> [COURT EXERCICE 1]
Dans l'extrait choisi, relevez les trois actions énumérées dans le courrier adressé par Me [C] le 19 avril 2018.

Il souligne à titre subsidiaire, si la cour retenait la prescription acquisitive au profit de M. [N] [Z], que c'est en toute connaissance de cause que ce dernier s'est engagé à démolir les bâtiments existants'; qu'il est mentionné dans le titre de propriété de M. [N] [Z] du 12 avril 2016, 'qu'il existe sur la parcelle (...) Des bâtiments à démolir et qu'il a été convenu que l'acquéreur démolira à ses frais les bâtiments existants, ce qu'il a accepté''; qu'il s'agit dès lors d'une obligation de démolition de portée générale qui ne concernait pas uniquement les anciens propriétaires.

Il ajoute également que ce faisant, M. [N] [Z] a renoncé de façon expresse à se prévaloir éventuellement de toute prescription acquise.

'

Pour défendre sa demande au titre de la résistance abusive de M. [N] [Z] à démolir à ses frais les bâtiments litigieux, il souligne que Me [C] lui avait adressé le 19 avril 2018 un courrier afin de lui rappeler qu'il devait se remettre dans les limites de sa propriété, effectuer la remise en état d'origine du mur et nettoyer la parcelle, relevant également qu'une lettre du maire de la commune ne l'avait pas davantage fait réagir.'

'

S'agissant de l'application de l'article 1199 du code civil, il ne conteste pas qu'il n'apparaît pas officiellement comme partie dans la signature du contrat de vente dont a bénéficié M. [N] [Z]. Cependant relevant que M. [N] [Z] s'était engagé devant notaire à démolir les bâtiments empiétant sur sa propriété, il lui avait accordé verbalement le jour de la signature des actes de vente un délai de 2 ans pour le faire, délai amplement dépassé à ce jour.

'

Il relève que si la cour estimait qu'il était tiers au contrat, il serait alors bien fondé à solliciter l'octroi de dommages et intérêts, du fait en l'espèce de l'existence d'un manquement contractuel concernant le non-respect de la démolition des bâtiments par M. [N] [Z].

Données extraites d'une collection
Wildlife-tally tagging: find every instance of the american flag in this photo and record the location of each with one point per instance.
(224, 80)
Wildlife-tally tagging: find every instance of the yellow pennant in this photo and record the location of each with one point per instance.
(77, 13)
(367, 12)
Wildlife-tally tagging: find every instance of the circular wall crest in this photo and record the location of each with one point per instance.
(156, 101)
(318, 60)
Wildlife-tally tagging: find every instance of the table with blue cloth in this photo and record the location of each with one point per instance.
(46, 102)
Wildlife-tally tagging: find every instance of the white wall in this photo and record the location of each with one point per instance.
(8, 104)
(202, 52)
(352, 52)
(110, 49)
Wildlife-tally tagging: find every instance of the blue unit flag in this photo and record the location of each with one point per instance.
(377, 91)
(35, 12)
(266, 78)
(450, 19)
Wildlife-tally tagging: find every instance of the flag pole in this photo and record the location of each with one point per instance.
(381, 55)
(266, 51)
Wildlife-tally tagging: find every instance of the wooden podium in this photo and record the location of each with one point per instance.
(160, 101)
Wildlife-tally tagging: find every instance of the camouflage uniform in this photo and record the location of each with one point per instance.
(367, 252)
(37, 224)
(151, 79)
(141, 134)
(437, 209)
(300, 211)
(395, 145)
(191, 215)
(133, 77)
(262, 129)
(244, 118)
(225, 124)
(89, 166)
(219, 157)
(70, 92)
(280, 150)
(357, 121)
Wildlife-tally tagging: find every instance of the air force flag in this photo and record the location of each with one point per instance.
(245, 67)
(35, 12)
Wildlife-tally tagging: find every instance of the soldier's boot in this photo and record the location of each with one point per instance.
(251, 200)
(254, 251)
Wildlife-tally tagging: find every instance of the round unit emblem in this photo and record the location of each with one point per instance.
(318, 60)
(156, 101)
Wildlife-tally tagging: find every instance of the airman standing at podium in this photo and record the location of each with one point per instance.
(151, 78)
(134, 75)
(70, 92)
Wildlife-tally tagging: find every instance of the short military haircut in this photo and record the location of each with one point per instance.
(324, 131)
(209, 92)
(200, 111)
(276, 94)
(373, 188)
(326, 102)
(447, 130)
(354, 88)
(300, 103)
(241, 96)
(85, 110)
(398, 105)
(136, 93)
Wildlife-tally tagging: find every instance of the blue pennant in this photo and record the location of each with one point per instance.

> [COURT EXERCICE 2]
Veuillez recopier la liste de données à partir de la ligne qui contient « Wildlife-tally tagging: find every instance of the soldier's » et jusqu'à la fin de cette liste, consignes comprises, en ne reprenant que ces lignes. Multipliez par 2,55 chaque coordonnée des points donnés en réponse et arrondissez à l'entier le plus proche, les demis vers le haut.

> [CORRIGÉ 1]
– se remettre dans les limites de sa propriété ;
– effectuer la remise en état d'origine du mur ;
– nettoyer la parcelle.

> [CORRIGÉ 2]
Wildlife-tally tagging: find every instance of the soldier's boot in this photo and record the location of each with one point per instance.
(640, 510)
(648, 640)
Wildlife-tally tagging: find every instance of the round unit emblem in this photo and record the location of each with one point per instance.
(811, 153)
(398, 258)
Wildlife-tally tagging: find every instance of the airman standing at podium in this photo and record the location of each with one point per instance.
(385, 199)
(342, 191)
(179, 235)
Wildlife-tally tagging: find every instance of the short military haircut in this photo and record the location of each with one point per instance.
(826, 334)
(533, 235)
(510, 283)
(704, 240)
(951, 479)
(831, 260)
(1140, 332)
(903, 224)
(765, 263)
(615, 245)
(217, 281)
(1015, 268)
(347, 237)
Wildlife-tally tagging: find every instance of the blue pennant in this photo and record the location of each with one point per instance.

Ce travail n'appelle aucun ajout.